§ **TASKS TO CARRY OUT**:
1. In the charset-choice settings excerpt below, what is the default value for both settings?
2. Carry on the charset-choice settings excerpt below from the point where it stops.

§ **SOURCE EXCERPT**:
DISPLAY_CHARSET_CHOICE

# It is possible to reduce the number of charset choices in the 'O'ptions menu
# for "display charset" and "assumed document charset" fields via
# DISPLAY_CHARSET_CHOICE and ASSUMED_DOC_CHARSET_CHOICE settings correspondingly.
# Each of these settings can be used several times to define the set of possible
# choices for corresponding field. The syntax for the values is
#
#	string | prefix* | *
#
# where
#
#	'string' is either the MIME name of charset or it's full name (listed
#		either in the left or in the right column of table of
#		recognized charsets), case-insensitive - e.g.  'Koi8-R' or
#		'Cyrillic (KOI8-R)' (both without quotes),
#
#	'prefix' is any string, and such value will select all charsets having
#		the name with prefix matching given (case insensitive), i.e.,
#		for the charsets listed in the table of recognized charsets,
#
#
# Example:
# ASSUMED_DOC_CHARSET_CHOICE:cyrillic*
#		will be equal to specifying
#
# Examples:
# ASSUMED_DOC_CHARSET_CHOICE:cp866
# ASSUMED_DOC_CHARSET_CHOICE:windows-1251
# ASSUMED_DOC_CHARSET_CHOICE:koi8-r
# ASSUMED_DOC_CHARSET_CHOICE:iso-8859-5
#		or lines with full names of charsets.
#
#	literal string '*' (without quotes) will enable all charset choices
#		in corresponding field.  This is useful for overriding site
#		defaults in private pieces of lynx.cfg included via INCLUDE
#		directive.
#
# Default values for both settings are '*', but any occurrence of settings
# with values that denote any charsets will make only listed choices available
# for corresponding field.

§ **DATA SECTION**:
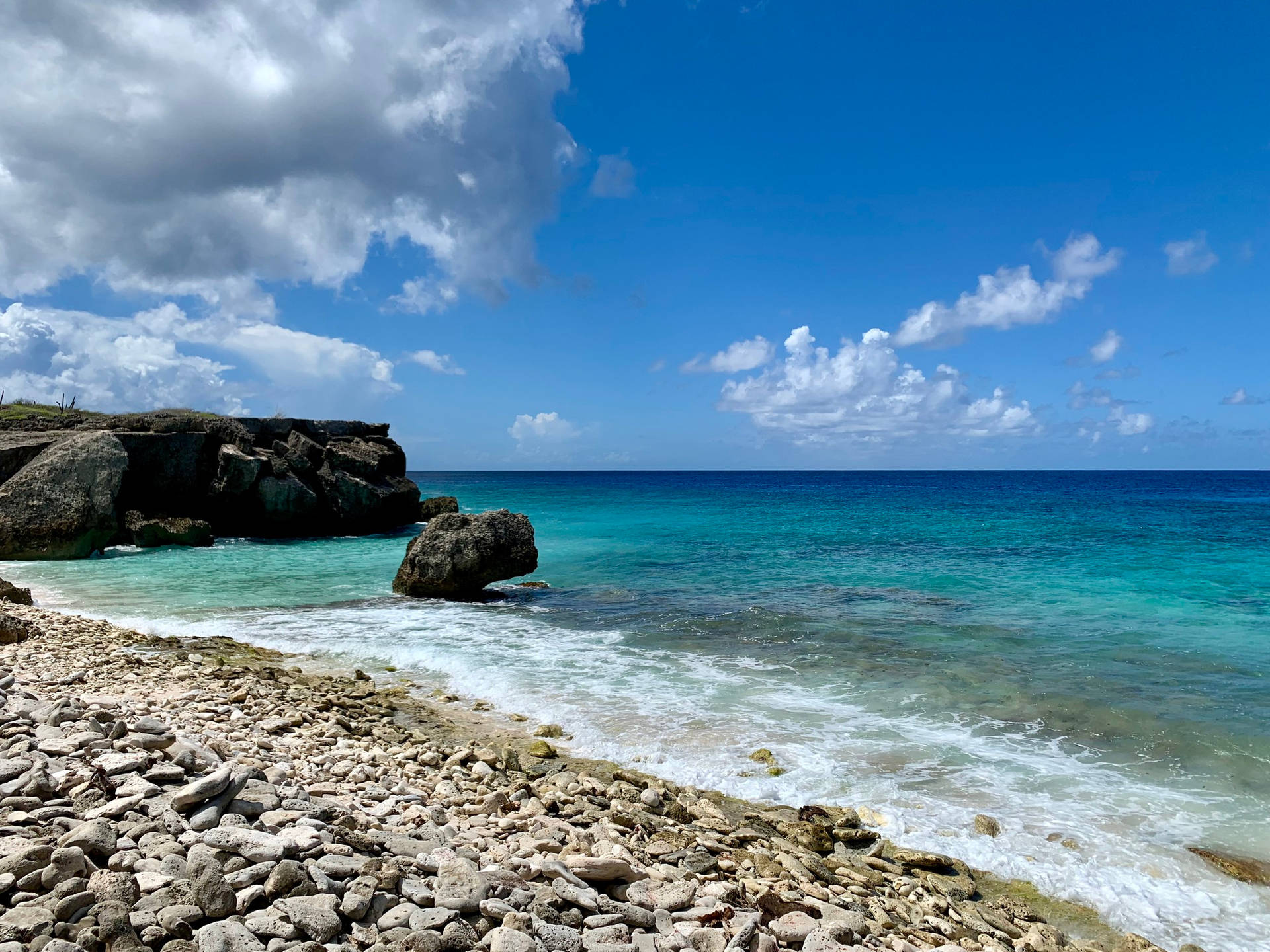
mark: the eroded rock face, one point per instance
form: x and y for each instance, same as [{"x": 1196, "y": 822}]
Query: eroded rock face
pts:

§ **FINAL RESULTS**:
1. The default value for both settings is '*'.

2.
#ASSUMED_DOC_CHARSET_CHOICE:*
#DISPLAY_CHARSET_CHOICE:*


ASSUME_LOCAL_CHARSET

# ASSUME_LOCAL_CHARSET is like ASSUME_CHARSET but only applies to local
# files.  If no setting is given here or by an -assume_local_charset
# command line option, the value for ASSUME_CHARSET or -assume_charset
# is used.  It works for both text/plain and text/html files.
# This option will ignore "raw mode" toggling when local files are viewed
# (it is "stronger" than "assume_charset" or the effective change
# of the charset assumption caused by changing "raw mode"),
# so only use when necessary.
#
#ASSUME_LOCAL_CHARSET:iso-8859-1
ASSUME_LOCAL_CHARSET:utf-8


PREPEND_CHARSET_TO_SOURCE

# PREPEND_CHARSET_TO_SOURCE:TRUE tells Lynx to prepend a META CHARSET line
# to text/html source files when they are retrieved for 'd'ownloading
# or passed to 'p'rint functions, so HTTP headers will not be lost.
# This is necessary for resolving charset for local html files,
# while the assume_local_charset is just an assumption.
# For the 'd'ownload option, a META CHARSET will be added only if the HTTP
# charset is present.  The compilation default is TRUE.
# It is generally desirable to have charset information for every local
# html file, but META CHARSET string potentially could cause
# compatibility problems with other browsers, see also PREPEND_BASE_TO_SOURCE.
# Note that the prepending is not done for -source dumps.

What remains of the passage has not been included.